#### [Page]

'''

Re: Need urgent suggestion on the below issue

2012-06-11 Thread Jonathan Seidman
Matt – changing the DNS resolved the Hive errors, but led to other issues
which I'm afraid I can't remember right now. I just remember the change
broke something else, so the best course seemed to be to fix the metadata.
This of course doesn't mean you'll hit the same issue, but on the other
hand if you're using say MySQL as the metastore, you can fix the metadata
with a couple of simple queries.

On Mon, Jun 11, 2012 at 5:19 PM, Matthew Byrd  wrote:

> Hi Jon,
>
> I've just encountered the same issue.
> I was wondering if you would be so kind as to elaborate, on why you'd be
> best off manipulating the metadata as opposed to trying to manipulate the
> DNS?
>
> I had a go at having the Namenode use a dns alias Namenode, then the hive
> metadata did indeed contain this alias rather than a hostname.
> So when I changed to a new Namendoe and changed the alias as well
> everything seemed to work fine.
>
> I'm just wondering if there isn't something bad lurking underneath this
> approach?
> Is using dns aliases for Namnode//Jobtracker something that people in the
> Hadoop world do? or frown upon?
> Can anyone see any potential problems with this approach?

'''

#### [Data lines]

'''

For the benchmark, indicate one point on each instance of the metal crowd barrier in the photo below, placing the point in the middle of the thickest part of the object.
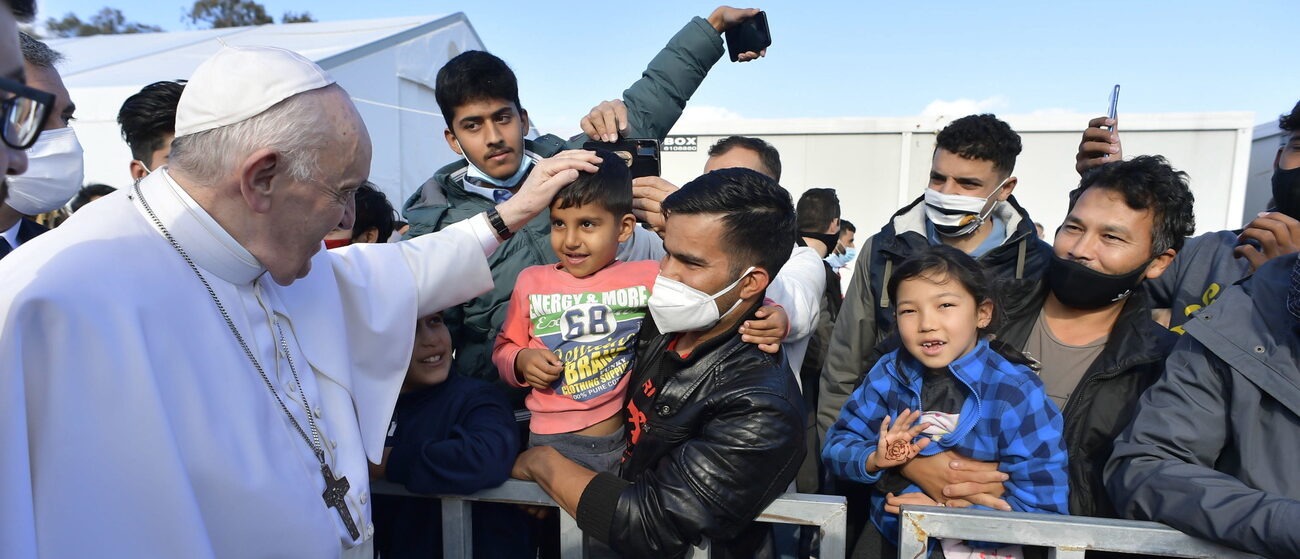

'''

#### [What is asked]
**a.** Print the Hive metadata thread verbatim from "This of course" to "the same issue.".
**b.** Carry on the mailing-list thread about Hive metadata and Namenode DNS aliases from the point where it stops.

#### [Answers by task]
**a.**
This of course doesn't mean you'll hit the same issue, but on the other
hand if you're using say MySQL as the metastore, you can fix the metadata
with a couple of simple queries.

On Mon, Jun 11, 2012 at 5:19 PM, Matthew Byrd  wrote:

> Hi Jon,
>
> I've just encountered the same issue.

**b.**
> Maybe I should be posting this to hadoop-common?
>
> Thanks in advance,
> Matt
>
>
> On Wed, May 9, 2012 at 7:11 PM, Jonathan Seidman <
> jonathan.seid...@gmail.com> wrote:
>
>> Varun – So yes, Hive stores the full URI to the NameNode in the metadata
>> for every table and partition. From my experience you're best off modifying
>> the metadata to point to the new NN, as opposed to trying to manipulate
>> DNS. Fortunately, this is fairly straightforward since there's mainly one
>> column you need to modify, and assuming you're using something like MySQL
>> will only require a global search-and-replace on the URI in this column. I
>> don't remember the exact table that contains this info, but if you browse
>> the metastore tables you should find a LOCATION column which contains the
>> NN URI that you need to change.
>>
>>
>> On Wed, May 9, 2012 at 11:14 AM, varun kumar  wrote:
>>
>>> Hi All,
>>>
>>> I have changed the namenode from one server to another when there was a
>>> crash of hardware.
>>>
>>> After configuring the Namenode.
>>>
>>> When i am executing hive query below error is shown..
>>>
>>> bin/hive -e “insert overwrite table pokes select a.* from invites a
>>> where a.ds=’2008-08-15′;”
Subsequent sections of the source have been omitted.